_EXERCISE AIM_
Return everything from the start of the data down to and including the line that contains "point(476, 93)", reproduced character for character.
>> START GIVEN DATA
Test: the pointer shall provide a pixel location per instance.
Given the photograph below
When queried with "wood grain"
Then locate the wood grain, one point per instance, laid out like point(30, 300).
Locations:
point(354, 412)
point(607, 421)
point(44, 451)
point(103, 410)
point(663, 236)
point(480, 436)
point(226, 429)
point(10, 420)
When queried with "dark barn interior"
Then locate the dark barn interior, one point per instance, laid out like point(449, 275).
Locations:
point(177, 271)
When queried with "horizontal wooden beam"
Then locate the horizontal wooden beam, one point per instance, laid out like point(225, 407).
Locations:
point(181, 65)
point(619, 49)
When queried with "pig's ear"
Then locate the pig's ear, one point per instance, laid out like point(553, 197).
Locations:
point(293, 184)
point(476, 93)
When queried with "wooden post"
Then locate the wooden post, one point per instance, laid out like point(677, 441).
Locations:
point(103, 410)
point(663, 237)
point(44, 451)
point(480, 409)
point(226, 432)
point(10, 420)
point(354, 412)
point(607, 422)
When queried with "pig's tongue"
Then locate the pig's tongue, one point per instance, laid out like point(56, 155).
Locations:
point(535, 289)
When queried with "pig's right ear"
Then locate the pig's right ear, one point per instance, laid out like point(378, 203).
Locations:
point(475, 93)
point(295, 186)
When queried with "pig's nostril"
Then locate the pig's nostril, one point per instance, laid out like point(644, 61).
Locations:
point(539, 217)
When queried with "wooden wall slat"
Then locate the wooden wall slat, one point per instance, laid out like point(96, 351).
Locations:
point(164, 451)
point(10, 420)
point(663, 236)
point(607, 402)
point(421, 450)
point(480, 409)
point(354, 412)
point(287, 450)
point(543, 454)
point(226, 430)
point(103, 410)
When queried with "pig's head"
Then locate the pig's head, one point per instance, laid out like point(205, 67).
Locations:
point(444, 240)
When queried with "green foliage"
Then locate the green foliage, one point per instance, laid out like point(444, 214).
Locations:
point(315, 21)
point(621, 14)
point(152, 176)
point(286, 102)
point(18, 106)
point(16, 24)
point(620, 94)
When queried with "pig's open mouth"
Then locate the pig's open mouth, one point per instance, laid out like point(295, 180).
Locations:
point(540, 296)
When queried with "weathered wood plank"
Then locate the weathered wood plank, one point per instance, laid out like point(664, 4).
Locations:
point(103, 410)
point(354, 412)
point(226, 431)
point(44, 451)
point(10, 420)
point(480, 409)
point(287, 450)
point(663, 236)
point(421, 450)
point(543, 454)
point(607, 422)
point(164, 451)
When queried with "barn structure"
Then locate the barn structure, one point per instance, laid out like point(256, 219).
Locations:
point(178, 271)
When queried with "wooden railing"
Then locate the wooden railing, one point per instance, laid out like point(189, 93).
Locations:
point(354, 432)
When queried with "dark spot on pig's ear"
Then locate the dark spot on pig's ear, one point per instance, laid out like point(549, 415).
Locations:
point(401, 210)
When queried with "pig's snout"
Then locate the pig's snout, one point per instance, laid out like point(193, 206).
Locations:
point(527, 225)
>> END GIVEN DATA
_SOLUTION FOR THIS EXERCISE_
Test: the pointer shall provide a pixel location per instance.
Given the photograph below
When queried with "wood grain"
Then locate the wood grain, one point per instance, laid out like point(30, 300).
Locations:
point(354, 412)
point(607, 421)
point(44, 451)
point(103, 410)
point(663, 236)
point(480, 436)
point(226, 429)
point(10, 420)
When queried with "dark barn interior"
Then locate the dark barn interior, one point per instance, laid out like point(449, 275).
Locations:
point(177, 271)
When queried with "horizontal wooden beam"
Then locate the horizontal wooden beam, one point per instance, laid out like point(225, 407).
Locations:
point(181, 65)
point(619, 49)
When queried with "pig's ear"
Then locate the pig's ear, one point per instance, laid out like point(553, 197).
Locations:
point(293, 184)
point(476, 93)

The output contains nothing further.